**EXERCISE PROMPT**
Please update the listing below so that every "rough mask" reads "coarse mask", and reproduce all other lines unchanged.

**PROVIDED RECORDS**
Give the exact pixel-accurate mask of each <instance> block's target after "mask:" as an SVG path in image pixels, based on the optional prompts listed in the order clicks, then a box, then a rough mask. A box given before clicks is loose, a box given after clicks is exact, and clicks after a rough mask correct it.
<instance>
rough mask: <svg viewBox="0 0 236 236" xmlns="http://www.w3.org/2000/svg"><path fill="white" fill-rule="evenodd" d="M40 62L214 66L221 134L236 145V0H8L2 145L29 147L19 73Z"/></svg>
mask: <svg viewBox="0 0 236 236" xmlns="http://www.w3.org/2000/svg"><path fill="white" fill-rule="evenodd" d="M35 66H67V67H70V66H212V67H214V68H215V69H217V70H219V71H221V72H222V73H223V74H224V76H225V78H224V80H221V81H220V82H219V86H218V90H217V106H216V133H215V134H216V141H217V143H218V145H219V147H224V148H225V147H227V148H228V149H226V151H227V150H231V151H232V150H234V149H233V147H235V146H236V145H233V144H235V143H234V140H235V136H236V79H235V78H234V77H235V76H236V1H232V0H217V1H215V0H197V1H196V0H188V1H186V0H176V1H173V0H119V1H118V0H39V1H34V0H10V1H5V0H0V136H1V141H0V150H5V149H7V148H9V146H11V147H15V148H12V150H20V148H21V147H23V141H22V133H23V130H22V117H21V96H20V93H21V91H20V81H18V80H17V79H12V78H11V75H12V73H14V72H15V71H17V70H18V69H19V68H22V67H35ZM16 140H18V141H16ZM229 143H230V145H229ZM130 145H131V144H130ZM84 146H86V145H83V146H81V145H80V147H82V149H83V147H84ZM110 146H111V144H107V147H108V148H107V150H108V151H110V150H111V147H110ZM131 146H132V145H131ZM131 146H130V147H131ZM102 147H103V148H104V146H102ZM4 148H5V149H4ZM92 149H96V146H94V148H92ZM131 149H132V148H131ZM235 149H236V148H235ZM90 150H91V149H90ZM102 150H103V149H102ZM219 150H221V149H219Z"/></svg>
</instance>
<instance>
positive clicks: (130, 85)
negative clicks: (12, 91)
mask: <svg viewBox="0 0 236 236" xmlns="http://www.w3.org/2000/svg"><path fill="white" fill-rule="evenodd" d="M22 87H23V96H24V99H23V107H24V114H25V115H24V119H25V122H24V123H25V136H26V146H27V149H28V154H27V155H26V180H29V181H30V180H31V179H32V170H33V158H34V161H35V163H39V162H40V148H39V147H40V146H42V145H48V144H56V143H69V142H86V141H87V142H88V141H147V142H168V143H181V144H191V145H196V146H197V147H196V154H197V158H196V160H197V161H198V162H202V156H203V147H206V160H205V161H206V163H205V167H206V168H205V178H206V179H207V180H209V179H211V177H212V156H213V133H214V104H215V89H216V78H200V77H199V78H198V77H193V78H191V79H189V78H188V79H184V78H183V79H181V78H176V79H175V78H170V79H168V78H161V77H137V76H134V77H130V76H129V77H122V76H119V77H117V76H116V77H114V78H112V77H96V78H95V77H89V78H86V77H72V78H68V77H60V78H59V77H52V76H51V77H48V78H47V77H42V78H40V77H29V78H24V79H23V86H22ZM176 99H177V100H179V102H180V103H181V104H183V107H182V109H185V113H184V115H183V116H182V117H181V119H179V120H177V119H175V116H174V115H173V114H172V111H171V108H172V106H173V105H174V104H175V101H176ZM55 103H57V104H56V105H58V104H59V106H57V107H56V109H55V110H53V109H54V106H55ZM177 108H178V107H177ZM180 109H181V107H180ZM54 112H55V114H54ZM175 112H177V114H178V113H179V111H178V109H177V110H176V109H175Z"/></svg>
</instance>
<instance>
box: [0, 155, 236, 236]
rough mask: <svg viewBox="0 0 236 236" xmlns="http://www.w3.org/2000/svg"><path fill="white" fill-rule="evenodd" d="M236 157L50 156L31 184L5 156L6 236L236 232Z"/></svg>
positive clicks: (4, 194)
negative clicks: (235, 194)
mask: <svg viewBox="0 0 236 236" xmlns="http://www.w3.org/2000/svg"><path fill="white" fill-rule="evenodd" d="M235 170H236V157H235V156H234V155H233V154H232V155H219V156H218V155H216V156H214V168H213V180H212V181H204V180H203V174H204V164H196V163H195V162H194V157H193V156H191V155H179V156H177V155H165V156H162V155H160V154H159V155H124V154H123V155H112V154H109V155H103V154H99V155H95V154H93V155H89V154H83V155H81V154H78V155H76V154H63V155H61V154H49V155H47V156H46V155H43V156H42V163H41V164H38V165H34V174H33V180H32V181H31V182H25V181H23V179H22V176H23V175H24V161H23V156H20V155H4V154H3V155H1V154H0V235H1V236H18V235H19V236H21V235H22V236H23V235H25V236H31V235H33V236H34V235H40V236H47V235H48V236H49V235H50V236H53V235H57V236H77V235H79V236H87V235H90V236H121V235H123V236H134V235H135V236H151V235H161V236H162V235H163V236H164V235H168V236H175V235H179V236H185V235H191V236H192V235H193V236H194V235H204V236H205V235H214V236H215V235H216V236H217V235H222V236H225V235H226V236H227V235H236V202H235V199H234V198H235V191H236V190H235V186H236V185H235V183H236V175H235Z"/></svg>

**OUTPUT**
Give the exact pixel-accurate mask of each <instance> block's target after "mask:" as an SVG path in image pixels, based on the optional prompts listed in the order clicks, then a box, then a coarse mask. A box given before clicks is loose, a box given after clicks is exact, and clicks after a coarse mask correct it.
<instance>
coarse mask: <svg viewBox="0 0 236 236" xmlns="http://www.w3.org/2000/svg"><path fill="white" fill-rule="evenodd" d="M40 62L214 66L221 134L236 145V0H8L2 145L29 147L19 73Z"/></svg>
mask: <svg viewBox="0 0 236 236" xmlns="http://www.w3.org/2000/svg"><path fill="white" fill-rule="evenodd" d="M35 66H67V67H70V66H212V67H214V68H215V69H217V70H219V71H221V72H222V73H223V74H224V76H225V78H224V80H221V81H220V82H219V86H218V90H217V106H216V133H215V134H216V141H217V143H218V145H219V147H224V148H225V147H227V148H228V149H226V151H227V150H231V151H232V150H234V149H233V147H235V146H236V145H233V144H235V143H234V140H235V136H236V79H235V78H234V77H235V76H236V1H232V0H217V1H215V0H197V1H196V0H188V1H186V0H176V1H173V0H119V1H118V0H39V1H34V0H10V1H5V0H0V136H1V141H0V150H5V149H7V148H9V146H11V147H15V148H12V150H20V148H21V147H23V141H22V133H23V130H22V117H21V96H20V93H21V91H20V81H18V80H17V79H12V78H11V75H12V73H14V72H15V71H17V70H18V69H19V68H22V67H35ZM16 140H18V141H16ZM229 143H230V145H229ZM130 145H131V144H130ZM84 146H86V145H83V146H81V145H80V147H82V149H83V147H84ZM110 146H111V144H107V147H108V148H107V150H108V151H110V150H111V147H110ZM131 146H132V145H131ZM131 146H130V147H131ZM102 147H103V148H104V146H102ZM4 148H5V149H4ZM92 149H96V146H94V148H92ZM131 149H132V148H131ZM235 149H236V148H235ZM90 150H91V149H90ZM102 150H103V149H102ZM219 150H221V149H219Z"/></svg>
</instance>
<instance>
positive clicks: (130, 85)
negative clicks: (12, 91)
mask: <svg viewBox="0 0 236 236" xmlns="http://www.w3.org/2000/svg"><path fill="white" fill-rule="evenodd" d="M22 87H23V96H24V99H23V107H24V114H25V115H24V119H25V122H24V123H25V136H26V146H27V149H28V154H27V155H26V180H29V181H30V180H31V179H32V170H33V158H34V161H35V163H39V162H40V148H39V147H40V146H42V145H48V144H56V143H69V142H86V141H87V142H88V141H147V142H168V143H181V144H191V145H196V146H197V147H196V154H197V158H196V160H197V161H198V162H202V156H203V147H206V160H205V161H206V163H205V167H206V168H205V178H206V179H207V180H209V179H211V177H212V156H213V133H214V104H215V89H216V78H200V77H199V78H198V77H193V78H191V79H189V78H188V79H184V78H183V79H181V78H176V79H175V78H170V79H168V78H161V77H137V76H134V77H130V76H129V77H122V76H119V77H117V76H116V77H114V78H112V77H96V78H95V77H89V78H86V77H72V78H68V77H60V78H59V77H52V76H51V77H48V78H47V77H42V78H40V77H29V78H24V79H23V86H22ZM176 99H177V100H179V102H180V103H181V104H183V107H182V109H185V113H184V115H183V116H182V117H181V119H179V120H177V119H175V116H174V115H173V114H172V111H171V108H172V106H173V105H174V104H175V101H176ZM55 103H57V104H56V105H58V104H59V106H57V107H56V109H55V110H53V109H54V106H55ZM177 108H178V107H177ZM180 109H181V107H180ZM54 112H55V114H54ZM175 112H177V114H178V113H179V111H178V109H177V110H176V109H175Z"/></svg>
</instance>
<instance>
box: [0, 155, 236, 236]
coarse mask: <svg viewBox="0 0 236 236" xmlns="http://www.w3.org/2000/svg"><path fill="white" fill-rule="evenodd" d="M236 157L50 156L31 184L5 156L6 236L236 232Z"/></svg>
positive clicks: (4, 194)
negative clicks: (235, 194)
mask: <svg viewBox="0 0 236 236" xmlns="http://www.w3.org/2000/svg"><path fill="white" fill-rule="evenodd" d="M235 170H236V157H235V156H234V155H233V154H232V155H219V156H218V155H216V156H214V168H213V180H212V181H204V180H203V174H204V164H196V163H195V162H194V157H193V156H191V155H179V156H177V155H165V156H162V155H160V154H159V155H124V154H123V155H112V154H109V155H103V154H99V155H95V154H93V155H89V154H83V155H81V154H78V155H76V154H63V155H61V154H49V155H47V156H46V155H43V156H42V163H41V164H38V165H34V174H33V180H32V181H31V182H25V181H23V179H22V176H23V175H24V161H23V156H20V155H4V154H3V155H1V154H0V235H1V236H18V235H19V236H21V235H22V236H23V235H25V236H31V235H33V236H34V235H40V236H47V235H48V236H49V235H50V236H53V235H57V236H77V235H79V236H87V235H90V236H121V235H123V236H134V235H135V236H151V235H161V236H162V235H163V236H164V235H168V236H175V235H179V236H185V235H191V236H192V235H193V236H194V235H204V236H205V235H214V236H215V235H216V236H217V235H222V236H225V235H226V236H227V235H236V202H235V199H234V198H235V191H236V190H235V186H236V185H235V183H236V175H235Z"/></svg>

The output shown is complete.